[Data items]
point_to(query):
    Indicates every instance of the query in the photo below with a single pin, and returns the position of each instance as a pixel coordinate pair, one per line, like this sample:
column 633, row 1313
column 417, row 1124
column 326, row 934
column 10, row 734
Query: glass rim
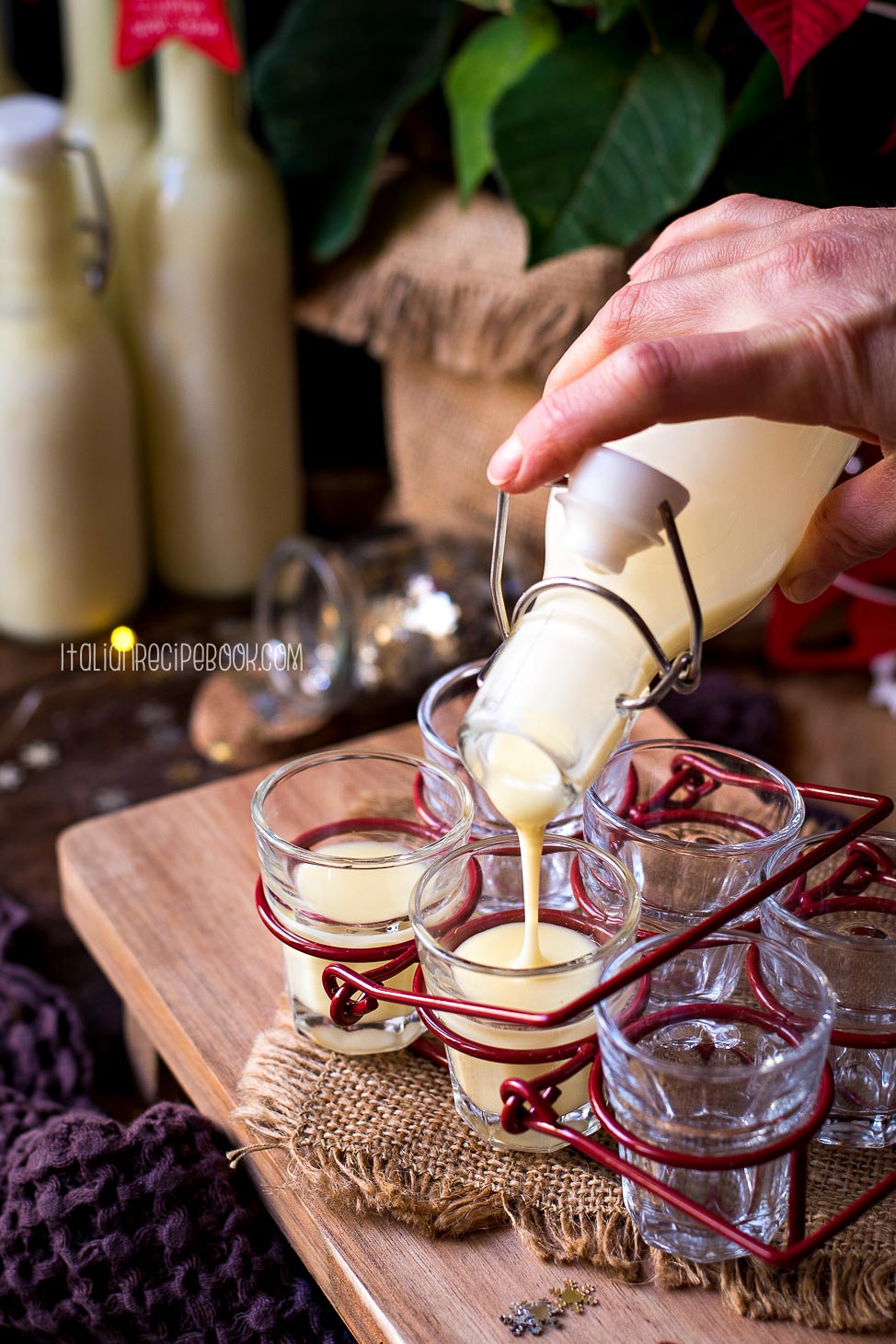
column 333, row 860
column 508, row 842
column 785, row 1059
column 803, row 927
column 431, row 694
column 735, row 847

● **WHAT IS BEING ASKED**
Lay out the rows as a JSON list of strings, one string per line, starting at the first line of the rows and ending with the line that contains "column 333, row 860", both lines included. Skip blank lines and leave the pictures out.

● **FINAL RESULT**
[
  "point_to(query):",
  "    Indicates every instance of the query in the photo below with a single pin, and returns the position of each instance as a pixel coordinate pair, one per line, like this sample:",
  "column 633, row 1313",
  "column 417, row 1124",
  "column 326, row 934",
  "column 10, row 734",
  "Query: glass rim",
  "column 333, row 860"
]